▸ TEXTE DE LA PAGE
--- --- ---

L’islam zapping des born-again Muslims

Les étudiants musulmans ont développé des modalités individuelles de leur pratique religieuse. Pour Leyla Arslan, on a parfois une culture du zapping, libre mais très changeante.

L’islam zapping des born-again Muslims
Dans son livre Enfants d’Islam et de Marianne. Des banlieues à l’Université (PUF), Leyla Arslan dresse le portait des étudiants musulmans issus des quartiers populaires. Elle montre dans quelle mesure leur pratique libre et individualiste de l’islam gêne les autorités, incapable de les contrôler. Insistant sur la diversité de cette population, qu’on présente trop souvent de façon homogène, Leyla Arslan, docteur en sciences politiques et chargée d’étude à l’institut Montaigne, distingue chez ces jeunes trois types d’attitude face au religieux. Entre les deux extrémités de l’éventail où se situent ceux qui quittent l’islam, d’un côté, et les born-again Muslims, de l’autre, il y a la grosse majorité pour laquelle l’islam sert surtout de repère moral et culturel. Le premier groupe est ultra-minoritaire et essentiellement composé de musulmans convertis au christianisme ou de Kabyles algériens. Les born-again Muslims ont une conception très différente de celle de leurs parents, contre le ritualisme desquels ils se dressent. Ils se forment à travers internet, les livres et les associations musulmanes et sont souvent identifiables à travers leur style vestimentaire. Ils vivent la plupart du temps un « islam déterritorialisé ; « c’est comme s’ils faisaient des maths, explique Leyla Arslan, ils appliquent des formules sans voir l’ensemble du système. » Mais ce deuxième groupe n’est pas majoritaire. Il vient après la plus grande partie des étudiants musulmans qui vivent un islam essentiellement moral et culturel. Ces « confessant séculiers, pour reprendre l’expression de Jocelyne Césari, n’ont pas de recherche particulière, ils ne sont pas très pratiquants mais respectent toujours le ramadan et l’interdit du porc. » Toutefois les frontières entre ces différents groupes ne sont pas étanches et très souvent une même personne en traverse plusieurs. Leyla Arslan note, par exemple, que les salafistes sont plutôt jeunes, ils ont rarement 40-50 ans car « ce qui faisait sens à un moment du vécu de l’individu ne fait plus sens plus tard. »

--- --- ---

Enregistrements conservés

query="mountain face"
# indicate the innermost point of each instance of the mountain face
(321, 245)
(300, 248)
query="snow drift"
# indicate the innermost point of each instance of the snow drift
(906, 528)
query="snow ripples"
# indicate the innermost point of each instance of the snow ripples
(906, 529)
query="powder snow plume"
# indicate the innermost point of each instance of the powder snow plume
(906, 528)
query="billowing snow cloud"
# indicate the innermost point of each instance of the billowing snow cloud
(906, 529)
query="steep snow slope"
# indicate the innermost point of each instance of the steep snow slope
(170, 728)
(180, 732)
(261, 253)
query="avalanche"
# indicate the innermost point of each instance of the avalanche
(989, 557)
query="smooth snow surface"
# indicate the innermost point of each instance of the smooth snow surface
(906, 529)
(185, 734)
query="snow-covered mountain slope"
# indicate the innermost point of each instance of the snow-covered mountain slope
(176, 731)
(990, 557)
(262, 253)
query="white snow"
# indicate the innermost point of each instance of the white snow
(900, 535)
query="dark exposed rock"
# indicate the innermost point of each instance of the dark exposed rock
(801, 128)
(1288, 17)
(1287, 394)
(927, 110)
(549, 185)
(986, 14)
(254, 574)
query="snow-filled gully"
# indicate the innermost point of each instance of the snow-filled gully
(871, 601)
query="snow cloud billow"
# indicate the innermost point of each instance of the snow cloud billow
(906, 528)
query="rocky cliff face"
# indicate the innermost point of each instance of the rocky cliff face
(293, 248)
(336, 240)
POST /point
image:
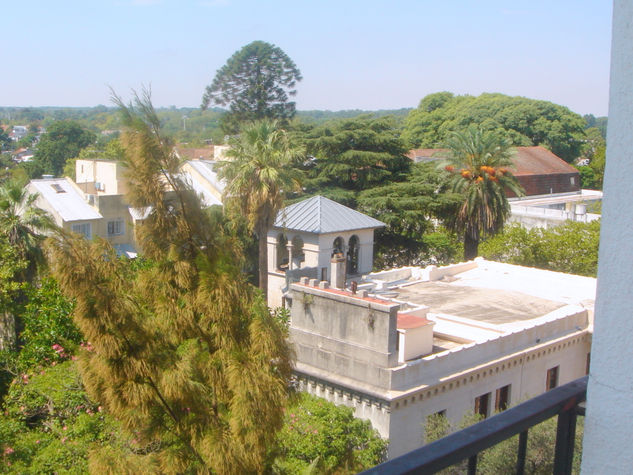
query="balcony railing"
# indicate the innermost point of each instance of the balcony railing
(467, 443)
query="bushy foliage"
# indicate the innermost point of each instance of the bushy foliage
(523, 121)
(62, 140)
(49, 425)
(49, 334)
(325, 438)
(185, 353)
(502, 458)
(355, 154)
(571, 247)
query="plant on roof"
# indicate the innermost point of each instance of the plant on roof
(184, 353)
(259, 174)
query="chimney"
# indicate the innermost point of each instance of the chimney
(338, 262)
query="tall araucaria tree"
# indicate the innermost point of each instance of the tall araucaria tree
(259, 174)
(478, 167)
(255, 83)
(182, 351)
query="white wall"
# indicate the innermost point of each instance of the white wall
(608, 427)
(525, 371)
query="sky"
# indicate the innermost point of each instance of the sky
(369, 54)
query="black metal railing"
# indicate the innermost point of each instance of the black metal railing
(467, 443)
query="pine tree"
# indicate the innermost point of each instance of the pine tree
(182, 351)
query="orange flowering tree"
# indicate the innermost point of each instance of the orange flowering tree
(478, 163)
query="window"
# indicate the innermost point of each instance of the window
(116, 228)
(338, 246)
(352, 255)
(282, 253)
(297, 249)
(588, 367)
(552, 378)
(482, 404)
(83, 228)
(502, 398)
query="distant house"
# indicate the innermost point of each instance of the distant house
(195, 153)
(202, 177)
(538, 170)
(18, 132)
(94, 206)
(210, 152)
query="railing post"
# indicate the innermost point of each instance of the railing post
(565, 439)
(522, 453)
(472, 465)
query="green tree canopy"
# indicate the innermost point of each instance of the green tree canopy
(22, 224)
(255, 83)
(63, 140)
(571, 247)
(477, 162)
(524, 121)
(185, 353)
(355, 154)
(326, 438)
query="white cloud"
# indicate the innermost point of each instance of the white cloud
(145, 3)
(213, 3)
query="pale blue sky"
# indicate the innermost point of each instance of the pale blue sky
(370, 54)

--- --- ---

▸ EXERCICES
[1] Énumérez tous les moyens par lesquels, selon l'article sur les étudiants musulmans, les born-again Muslims se forment.
[2] Rassemblez toutes les lignes des enregistrements qui contiennent la chaîne « blue », en tenant compte de la casse.

▸ RÉPONSES AUX EXERCICES
[1] internet, les livres, les associations musulmanes

[2]
query="pale blue sky"
# indicate the innermost point of each instance of the pale blue sky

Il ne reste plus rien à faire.